**Data supplied**
-- -- --

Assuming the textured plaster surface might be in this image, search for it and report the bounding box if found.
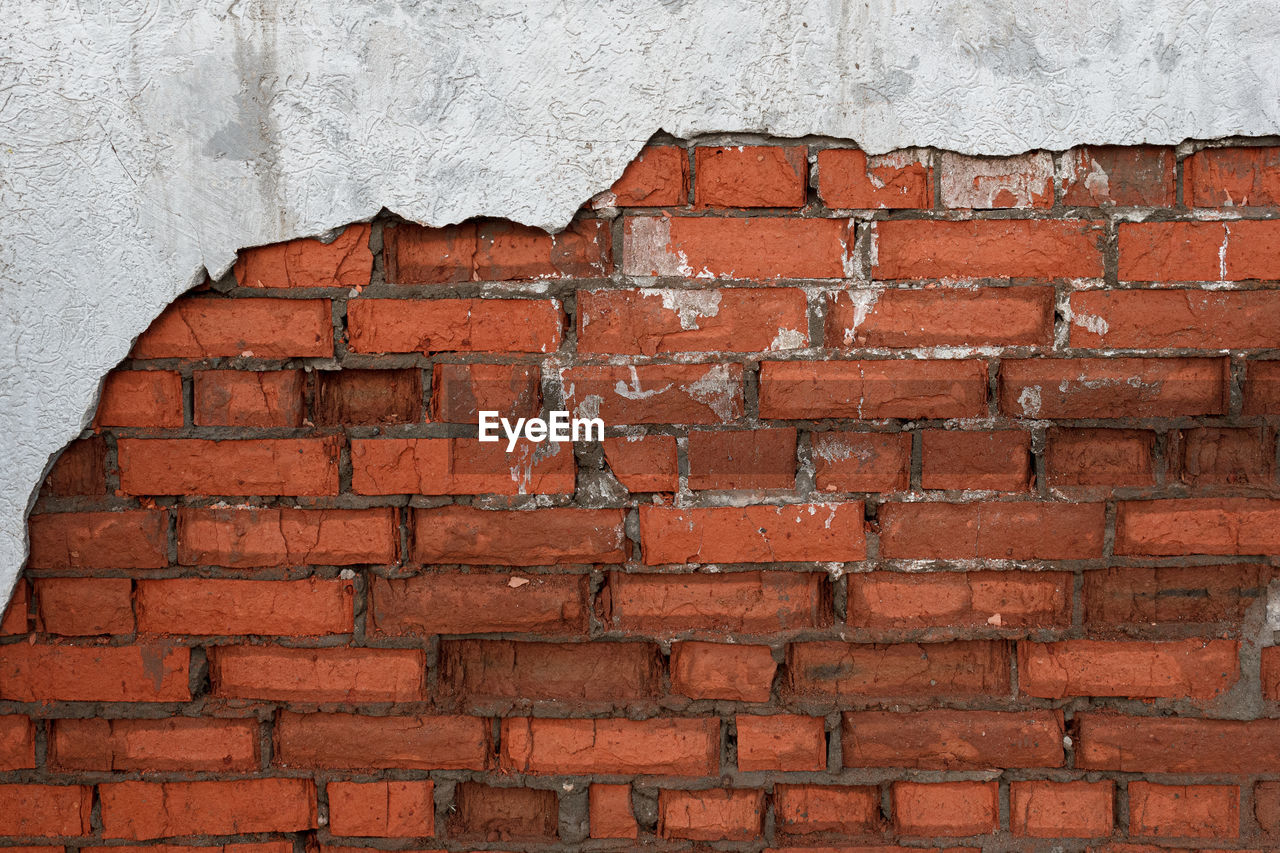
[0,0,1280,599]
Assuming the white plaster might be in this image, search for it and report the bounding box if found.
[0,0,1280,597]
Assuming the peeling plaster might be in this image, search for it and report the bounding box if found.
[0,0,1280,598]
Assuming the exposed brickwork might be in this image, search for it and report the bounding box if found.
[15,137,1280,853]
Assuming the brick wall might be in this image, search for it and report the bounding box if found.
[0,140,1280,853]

-- -- --

**Work instructions**
Copy every row above word for word, leaving out the pictures.

**Exercise output**
Assuming the textured plaster surface might be in this image, search for it and report the bounding box if found.
[0,0,1280,599]
Assuming the white plaster might be in this image, search for it and report the bounding box if found.
[0,0,1280,597]
Assuming the peeling plaster might be in this image, search for it and report the bounding box if found.
[0,0,1280,598]
Assuming the exposed brickwork might be in this image, search for it and report the bounding box if found.
[15,137,1280,853]
Assuming the brick wall might be in this image, search for it and report the bounding box if found.
[0,140,1280,853]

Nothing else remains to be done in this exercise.